#### Task:
In the listing, from the line with "Exercise. Point out the white painted" up to and including the line with "[(174, 98), (174, 137)]", change "white painted railing" to "wrought iron railing" and reproduce only those lines, leaving everything else unchanged.

(Point labeling listing)
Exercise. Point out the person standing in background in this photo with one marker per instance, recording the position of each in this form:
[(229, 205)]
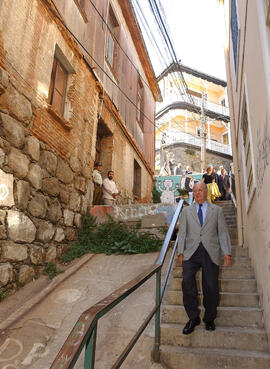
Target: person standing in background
[(165, 170), (224, 184), (110, 190), (178, 170), (97, 179)]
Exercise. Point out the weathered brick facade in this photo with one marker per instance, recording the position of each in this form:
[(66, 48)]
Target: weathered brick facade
[(46, 158)]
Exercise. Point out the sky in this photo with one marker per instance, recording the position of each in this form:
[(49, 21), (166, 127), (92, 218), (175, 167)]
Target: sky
[(197, 30)]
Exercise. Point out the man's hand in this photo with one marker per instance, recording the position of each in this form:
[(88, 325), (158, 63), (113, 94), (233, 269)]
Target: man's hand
[(180, 259), (227, 260)]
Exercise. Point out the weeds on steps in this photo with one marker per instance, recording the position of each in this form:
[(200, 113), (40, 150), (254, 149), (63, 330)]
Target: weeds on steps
[(110, 237)]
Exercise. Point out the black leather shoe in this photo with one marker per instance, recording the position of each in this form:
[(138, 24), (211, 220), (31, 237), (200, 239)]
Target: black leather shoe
[(191, 324), (210, 326)]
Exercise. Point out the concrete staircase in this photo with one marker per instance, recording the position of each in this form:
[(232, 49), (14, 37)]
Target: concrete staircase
[(239, 340)]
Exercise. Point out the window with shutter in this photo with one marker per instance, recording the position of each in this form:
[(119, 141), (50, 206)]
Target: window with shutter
[(247, 156), (58, 86)]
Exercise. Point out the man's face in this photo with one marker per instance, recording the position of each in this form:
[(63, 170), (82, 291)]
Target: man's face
[(200, 193)]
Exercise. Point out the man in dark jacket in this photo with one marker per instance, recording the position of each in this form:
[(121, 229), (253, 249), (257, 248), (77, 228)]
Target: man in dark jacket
[(224, 184)]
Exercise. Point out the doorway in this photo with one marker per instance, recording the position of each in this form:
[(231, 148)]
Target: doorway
[(104, 147)]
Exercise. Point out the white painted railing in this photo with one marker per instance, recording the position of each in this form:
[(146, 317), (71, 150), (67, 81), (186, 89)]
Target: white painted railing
[(174, 98), (174, 137)]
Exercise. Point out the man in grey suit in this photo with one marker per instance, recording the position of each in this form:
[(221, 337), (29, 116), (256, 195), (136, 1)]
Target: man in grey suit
[(203, 236)]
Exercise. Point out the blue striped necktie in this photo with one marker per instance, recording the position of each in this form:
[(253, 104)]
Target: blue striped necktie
[(200, 215)]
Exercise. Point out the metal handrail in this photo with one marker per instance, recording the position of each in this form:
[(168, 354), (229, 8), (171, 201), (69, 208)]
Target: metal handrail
[(85, 330)]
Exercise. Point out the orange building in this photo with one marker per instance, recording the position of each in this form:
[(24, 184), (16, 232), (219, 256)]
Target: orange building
[(178, 120)]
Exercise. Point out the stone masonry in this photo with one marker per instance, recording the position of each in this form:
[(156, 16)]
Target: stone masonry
[(42, 196)]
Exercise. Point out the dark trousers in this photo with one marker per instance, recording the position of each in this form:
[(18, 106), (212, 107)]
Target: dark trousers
[(200, 259), (97, 194)]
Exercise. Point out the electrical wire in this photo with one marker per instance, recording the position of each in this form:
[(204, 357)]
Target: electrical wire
[(93, 59)]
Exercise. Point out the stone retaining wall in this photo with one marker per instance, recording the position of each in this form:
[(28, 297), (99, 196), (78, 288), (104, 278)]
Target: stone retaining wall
[(42, 197)]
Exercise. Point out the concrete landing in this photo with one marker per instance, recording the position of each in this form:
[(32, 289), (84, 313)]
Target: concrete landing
[(34, 339)]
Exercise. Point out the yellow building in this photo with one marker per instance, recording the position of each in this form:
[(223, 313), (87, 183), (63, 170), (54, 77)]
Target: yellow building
[(178, 119)]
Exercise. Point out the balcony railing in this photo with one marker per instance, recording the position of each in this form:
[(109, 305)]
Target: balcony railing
[(174, 98), (175, 137)]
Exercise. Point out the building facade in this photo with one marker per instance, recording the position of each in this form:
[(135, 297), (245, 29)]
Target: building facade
[(76, 86), (178, 125), (247, 61)]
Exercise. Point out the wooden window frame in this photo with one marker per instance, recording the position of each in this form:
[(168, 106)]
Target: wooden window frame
[(137, 180), (112, 35), (247, 152), (57, 64), (140, 103), (81, 6)]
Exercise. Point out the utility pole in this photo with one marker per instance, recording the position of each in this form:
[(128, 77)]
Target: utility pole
[(203, 133)]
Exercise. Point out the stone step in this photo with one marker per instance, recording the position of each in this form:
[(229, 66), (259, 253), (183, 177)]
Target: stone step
[(239, 251), (225, 285), (226, 316), (233, 272), (236, 261), (223, 337), (225, 299), (182, 357)]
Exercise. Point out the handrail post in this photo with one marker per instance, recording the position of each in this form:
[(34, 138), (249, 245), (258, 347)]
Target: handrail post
[(90, 350), (155, 352)]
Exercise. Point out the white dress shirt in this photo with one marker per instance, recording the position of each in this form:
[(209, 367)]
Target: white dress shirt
[(97, 178), (204, 208), (109, 187)]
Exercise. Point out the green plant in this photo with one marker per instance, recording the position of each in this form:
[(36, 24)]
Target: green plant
[(3, 294), (110, 237), (156, 196), (190, 152), (51, 270)]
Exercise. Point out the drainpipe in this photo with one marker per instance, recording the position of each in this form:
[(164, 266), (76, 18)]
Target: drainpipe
[(234, 150)]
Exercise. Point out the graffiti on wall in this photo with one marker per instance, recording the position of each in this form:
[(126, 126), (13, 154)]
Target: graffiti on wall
[(136, 211), (6, 189), (263, 154), (168, 186)]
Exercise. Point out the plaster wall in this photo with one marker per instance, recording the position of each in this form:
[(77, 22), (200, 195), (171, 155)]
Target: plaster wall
[(251, 83)]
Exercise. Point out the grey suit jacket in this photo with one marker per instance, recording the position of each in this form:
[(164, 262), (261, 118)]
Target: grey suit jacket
[(213, 234)]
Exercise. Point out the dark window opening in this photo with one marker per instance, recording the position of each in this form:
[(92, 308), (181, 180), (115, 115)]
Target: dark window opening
[(139, 115), (137, 179), (113, 31)]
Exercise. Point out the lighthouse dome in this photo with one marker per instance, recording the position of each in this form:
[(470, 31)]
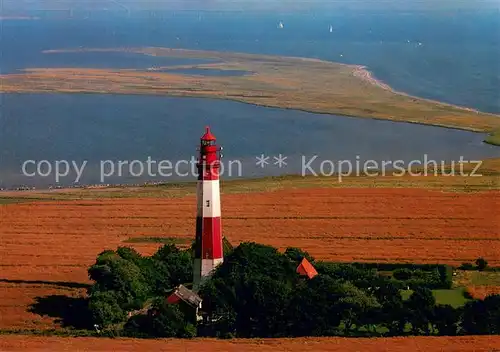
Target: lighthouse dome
[(208, 136)]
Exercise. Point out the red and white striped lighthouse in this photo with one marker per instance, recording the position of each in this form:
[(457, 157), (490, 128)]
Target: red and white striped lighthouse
[(208, 247)]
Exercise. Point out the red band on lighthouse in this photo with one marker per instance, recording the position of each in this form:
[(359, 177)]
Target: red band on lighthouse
[(208, 246)]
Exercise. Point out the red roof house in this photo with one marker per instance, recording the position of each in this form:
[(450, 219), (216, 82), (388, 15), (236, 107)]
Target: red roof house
[(305, 268)]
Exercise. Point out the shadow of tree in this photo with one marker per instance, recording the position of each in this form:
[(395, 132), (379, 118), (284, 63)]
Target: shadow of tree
[(69, 311), (42, 282)]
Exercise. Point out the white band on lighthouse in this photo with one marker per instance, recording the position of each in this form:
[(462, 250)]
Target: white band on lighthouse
[(210, 207)]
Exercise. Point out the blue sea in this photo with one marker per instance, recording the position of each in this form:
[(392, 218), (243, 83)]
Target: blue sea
[(451, 57)]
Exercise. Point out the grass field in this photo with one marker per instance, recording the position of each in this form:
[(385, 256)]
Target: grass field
[(454, 297), (399, 344)]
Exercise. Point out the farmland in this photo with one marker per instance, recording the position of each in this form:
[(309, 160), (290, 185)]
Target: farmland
[(47, 245), (418, 343)]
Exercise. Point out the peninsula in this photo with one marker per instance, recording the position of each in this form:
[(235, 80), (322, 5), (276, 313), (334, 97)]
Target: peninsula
[(274, 81)]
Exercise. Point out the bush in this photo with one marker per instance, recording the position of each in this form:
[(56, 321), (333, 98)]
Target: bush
[(297, 254), (105, 309), (481, 264), (467, 266)]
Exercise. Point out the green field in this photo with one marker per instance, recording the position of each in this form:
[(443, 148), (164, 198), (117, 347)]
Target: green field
[(454, 297)]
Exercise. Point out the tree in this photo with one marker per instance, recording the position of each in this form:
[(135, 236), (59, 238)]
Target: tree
[(482, 317), (122, 277), (314, 308), (392, 311), (296, 255), (249, 293), (446, 319), (105, 309), (163, 320), (421, 309), (481, 264), (355, 305)]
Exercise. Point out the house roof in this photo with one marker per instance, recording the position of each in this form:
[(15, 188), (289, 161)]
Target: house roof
[(186, 295), (305, 268)]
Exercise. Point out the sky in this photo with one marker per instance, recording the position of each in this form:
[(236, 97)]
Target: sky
[(262, 5)]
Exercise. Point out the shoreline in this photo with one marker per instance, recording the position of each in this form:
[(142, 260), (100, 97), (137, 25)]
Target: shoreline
[(359, 71), (362, 72)]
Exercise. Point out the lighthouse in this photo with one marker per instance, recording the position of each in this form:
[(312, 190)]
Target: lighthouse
[(208, 250)]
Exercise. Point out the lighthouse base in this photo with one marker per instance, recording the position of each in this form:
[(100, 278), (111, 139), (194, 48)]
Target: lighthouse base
[(203, 269)]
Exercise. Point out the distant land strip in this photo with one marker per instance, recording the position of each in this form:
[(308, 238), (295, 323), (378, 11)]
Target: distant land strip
[(306, 84)]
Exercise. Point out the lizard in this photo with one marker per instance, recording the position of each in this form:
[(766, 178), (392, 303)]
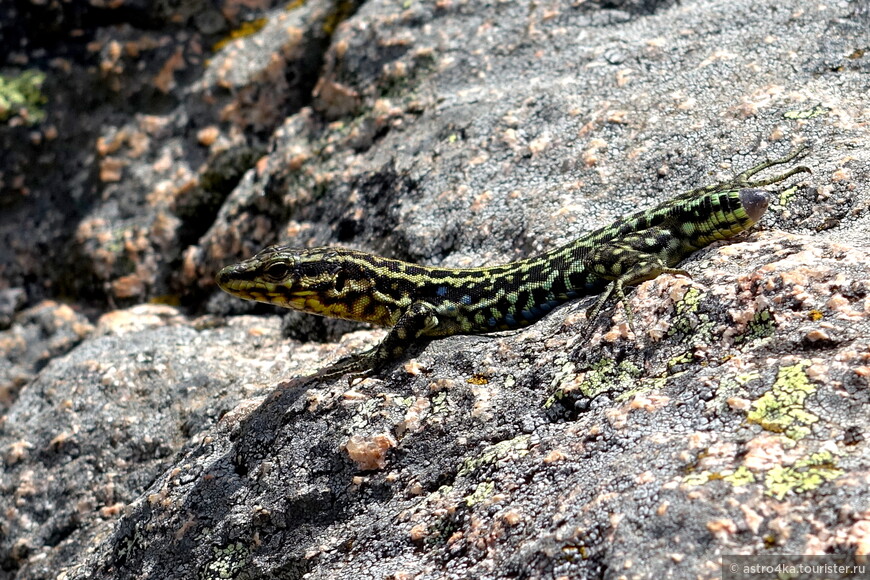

#### Task answer:
Exercise. Point out the wrought iron railing in this photo with one marker per instance, recording the position of each in this form:
[(146, 317), (71, 150), (67, 81), (186, 89)]
Target: wrought iron railing
[(174, 98), (174, 137)]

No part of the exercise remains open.